(Extracted data entries)
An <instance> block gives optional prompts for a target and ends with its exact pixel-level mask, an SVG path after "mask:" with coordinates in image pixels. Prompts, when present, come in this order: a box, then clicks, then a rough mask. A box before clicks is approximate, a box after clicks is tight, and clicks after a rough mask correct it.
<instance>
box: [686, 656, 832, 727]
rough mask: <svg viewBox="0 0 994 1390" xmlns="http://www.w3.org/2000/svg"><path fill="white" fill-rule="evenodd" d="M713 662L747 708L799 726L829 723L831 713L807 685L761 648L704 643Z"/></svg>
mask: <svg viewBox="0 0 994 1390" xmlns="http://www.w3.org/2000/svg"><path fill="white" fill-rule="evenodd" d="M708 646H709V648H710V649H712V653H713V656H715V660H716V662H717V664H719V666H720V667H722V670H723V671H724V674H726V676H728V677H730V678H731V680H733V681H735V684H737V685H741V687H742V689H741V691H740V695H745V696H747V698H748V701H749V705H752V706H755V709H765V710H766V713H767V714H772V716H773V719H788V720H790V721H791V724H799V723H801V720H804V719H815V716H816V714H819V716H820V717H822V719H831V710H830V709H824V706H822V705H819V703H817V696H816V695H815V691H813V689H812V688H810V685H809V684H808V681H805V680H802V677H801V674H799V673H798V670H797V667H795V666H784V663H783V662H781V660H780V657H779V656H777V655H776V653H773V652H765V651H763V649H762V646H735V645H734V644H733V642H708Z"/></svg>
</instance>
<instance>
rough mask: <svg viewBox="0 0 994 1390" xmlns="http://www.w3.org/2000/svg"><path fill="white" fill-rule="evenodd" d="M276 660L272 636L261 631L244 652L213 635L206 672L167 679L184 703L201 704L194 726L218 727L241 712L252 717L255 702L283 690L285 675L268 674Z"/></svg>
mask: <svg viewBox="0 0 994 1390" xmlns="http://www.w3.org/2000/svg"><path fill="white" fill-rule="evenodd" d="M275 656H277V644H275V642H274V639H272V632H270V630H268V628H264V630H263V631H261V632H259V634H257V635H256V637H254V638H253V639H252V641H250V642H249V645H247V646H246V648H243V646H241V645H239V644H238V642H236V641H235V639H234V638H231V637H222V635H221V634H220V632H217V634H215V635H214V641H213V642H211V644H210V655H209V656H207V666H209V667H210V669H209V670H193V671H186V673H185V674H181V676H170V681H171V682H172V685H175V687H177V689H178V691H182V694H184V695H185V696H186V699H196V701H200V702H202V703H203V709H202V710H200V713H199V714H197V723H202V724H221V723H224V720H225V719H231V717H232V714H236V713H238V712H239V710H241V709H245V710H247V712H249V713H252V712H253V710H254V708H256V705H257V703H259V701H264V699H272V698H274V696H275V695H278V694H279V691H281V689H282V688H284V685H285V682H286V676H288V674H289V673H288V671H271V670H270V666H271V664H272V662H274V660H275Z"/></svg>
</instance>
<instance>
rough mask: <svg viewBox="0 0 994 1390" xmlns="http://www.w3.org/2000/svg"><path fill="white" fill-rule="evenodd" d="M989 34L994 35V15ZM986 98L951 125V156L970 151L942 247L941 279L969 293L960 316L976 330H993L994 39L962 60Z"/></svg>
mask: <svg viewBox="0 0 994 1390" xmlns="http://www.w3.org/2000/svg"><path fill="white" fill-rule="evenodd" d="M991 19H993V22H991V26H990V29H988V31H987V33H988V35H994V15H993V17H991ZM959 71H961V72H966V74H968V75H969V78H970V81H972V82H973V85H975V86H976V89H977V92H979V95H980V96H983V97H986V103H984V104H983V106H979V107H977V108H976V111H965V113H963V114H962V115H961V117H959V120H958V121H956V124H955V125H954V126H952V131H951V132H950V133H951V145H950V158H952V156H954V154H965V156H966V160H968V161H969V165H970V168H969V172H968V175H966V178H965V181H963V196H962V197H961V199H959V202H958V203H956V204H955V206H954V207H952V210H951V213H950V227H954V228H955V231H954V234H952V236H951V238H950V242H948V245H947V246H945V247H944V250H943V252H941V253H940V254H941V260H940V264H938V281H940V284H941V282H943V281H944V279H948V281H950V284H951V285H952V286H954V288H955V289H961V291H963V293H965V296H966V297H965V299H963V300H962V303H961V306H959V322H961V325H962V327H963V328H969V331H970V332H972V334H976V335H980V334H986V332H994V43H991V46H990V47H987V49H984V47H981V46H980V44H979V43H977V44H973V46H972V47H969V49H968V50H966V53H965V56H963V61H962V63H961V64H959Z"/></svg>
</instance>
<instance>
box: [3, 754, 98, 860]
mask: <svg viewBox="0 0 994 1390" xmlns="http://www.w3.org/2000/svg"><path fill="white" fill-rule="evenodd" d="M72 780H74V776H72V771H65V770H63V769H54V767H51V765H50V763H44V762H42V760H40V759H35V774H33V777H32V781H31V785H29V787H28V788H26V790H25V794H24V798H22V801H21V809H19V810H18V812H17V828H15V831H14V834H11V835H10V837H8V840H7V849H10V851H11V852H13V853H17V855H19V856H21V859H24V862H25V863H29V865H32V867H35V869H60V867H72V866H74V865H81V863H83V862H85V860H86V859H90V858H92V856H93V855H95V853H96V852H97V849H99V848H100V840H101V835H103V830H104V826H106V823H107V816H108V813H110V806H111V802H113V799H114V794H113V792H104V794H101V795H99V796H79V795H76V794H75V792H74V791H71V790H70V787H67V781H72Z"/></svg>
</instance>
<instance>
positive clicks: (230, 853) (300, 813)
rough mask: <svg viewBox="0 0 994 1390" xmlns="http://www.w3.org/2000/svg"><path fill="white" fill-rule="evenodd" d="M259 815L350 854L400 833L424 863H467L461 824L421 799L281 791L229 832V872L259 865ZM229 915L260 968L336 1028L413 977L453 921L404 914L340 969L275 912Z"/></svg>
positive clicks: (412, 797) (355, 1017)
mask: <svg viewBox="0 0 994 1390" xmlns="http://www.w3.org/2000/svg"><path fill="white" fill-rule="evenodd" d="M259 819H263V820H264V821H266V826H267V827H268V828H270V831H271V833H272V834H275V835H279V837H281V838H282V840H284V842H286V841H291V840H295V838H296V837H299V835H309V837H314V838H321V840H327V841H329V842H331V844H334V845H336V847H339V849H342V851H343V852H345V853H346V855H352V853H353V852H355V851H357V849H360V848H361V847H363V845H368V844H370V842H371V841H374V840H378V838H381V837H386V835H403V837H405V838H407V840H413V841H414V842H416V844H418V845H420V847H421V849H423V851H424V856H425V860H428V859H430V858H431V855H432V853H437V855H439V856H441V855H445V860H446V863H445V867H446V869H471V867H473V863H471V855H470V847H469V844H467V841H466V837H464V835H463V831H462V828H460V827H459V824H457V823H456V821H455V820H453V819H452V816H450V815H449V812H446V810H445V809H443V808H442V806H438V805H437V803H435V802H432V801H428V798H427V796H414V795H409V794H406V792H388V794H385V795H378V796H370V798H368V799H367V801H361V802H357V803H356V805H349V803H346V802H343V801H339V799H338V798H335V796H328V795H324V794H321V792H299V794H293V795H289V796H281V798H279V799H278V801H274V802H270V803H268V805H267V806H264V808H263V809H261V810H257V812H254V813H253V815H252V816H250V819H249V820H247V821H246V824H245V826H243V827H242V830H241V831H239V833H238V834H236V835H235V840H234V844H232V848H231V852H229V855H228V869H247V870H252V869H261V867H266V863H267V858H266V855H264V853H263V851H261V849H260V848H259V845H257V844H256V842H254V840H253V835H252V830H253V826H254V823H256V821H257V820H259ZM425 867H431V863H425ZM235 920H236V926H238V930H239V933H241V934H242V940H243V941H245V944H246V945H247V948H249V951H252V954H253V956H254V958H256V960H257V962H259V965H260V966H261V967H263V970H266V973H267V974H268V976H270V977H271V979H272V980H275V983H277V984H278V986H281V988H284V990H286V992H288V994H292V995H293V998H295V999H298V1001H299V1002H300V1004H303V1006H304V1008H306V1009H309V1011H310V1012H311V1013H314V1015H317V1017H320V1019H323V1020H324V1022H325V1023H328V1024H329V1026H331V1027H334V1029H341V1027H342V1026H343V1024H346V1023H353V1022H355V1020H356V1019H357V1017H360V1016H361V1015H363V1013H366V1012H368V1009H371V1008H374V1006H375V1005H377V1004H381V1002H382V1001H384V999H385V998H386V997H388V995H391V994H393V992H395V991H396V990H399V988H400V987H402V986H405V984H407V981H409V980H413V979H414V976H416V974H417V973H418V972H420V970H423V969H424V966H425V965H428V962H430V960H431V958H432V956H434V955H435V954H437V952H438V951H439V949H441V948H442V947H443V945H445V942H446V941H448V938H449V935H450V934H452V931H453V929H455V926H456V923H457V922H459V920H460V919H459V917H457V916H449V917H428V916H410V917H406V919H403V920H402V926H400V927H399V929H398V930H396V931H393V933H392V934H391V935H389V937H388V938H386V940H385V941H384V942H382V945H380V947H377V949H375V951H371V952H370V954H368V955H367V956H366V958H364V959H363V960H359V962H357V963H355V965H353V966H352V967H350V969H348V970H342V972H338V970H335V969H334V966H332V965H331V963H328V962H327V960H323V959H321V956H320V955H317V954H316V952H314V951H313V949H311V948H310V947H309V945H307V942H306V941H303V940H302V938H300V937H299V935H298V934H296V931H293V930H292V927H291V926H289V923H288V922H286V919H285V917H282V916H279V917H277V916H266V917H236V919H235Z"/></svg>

→ **Your instructions**
Only the lines above from the line with "positive clicks: (230, 853) (300, 813)" to the line with "815L350 854L400 833L424", those two lines included, should be reproduced exactly.

→ **Written reply**
positive clicks: (230, 853) (300, 813)
rough mask: <svg viewBox="0 0 994 1390" xmlns="http://www.w3.org/2000/svg"><path fill="white" fill-rule="evenodd" d="M259 815L350 854L400 833L424 863H467L461 824L421 799L281 791L229 832V872L259 865ZM229 915L260 968L336 1028L413 977L453 921L404 914L340 969L275 912Z"/></svg>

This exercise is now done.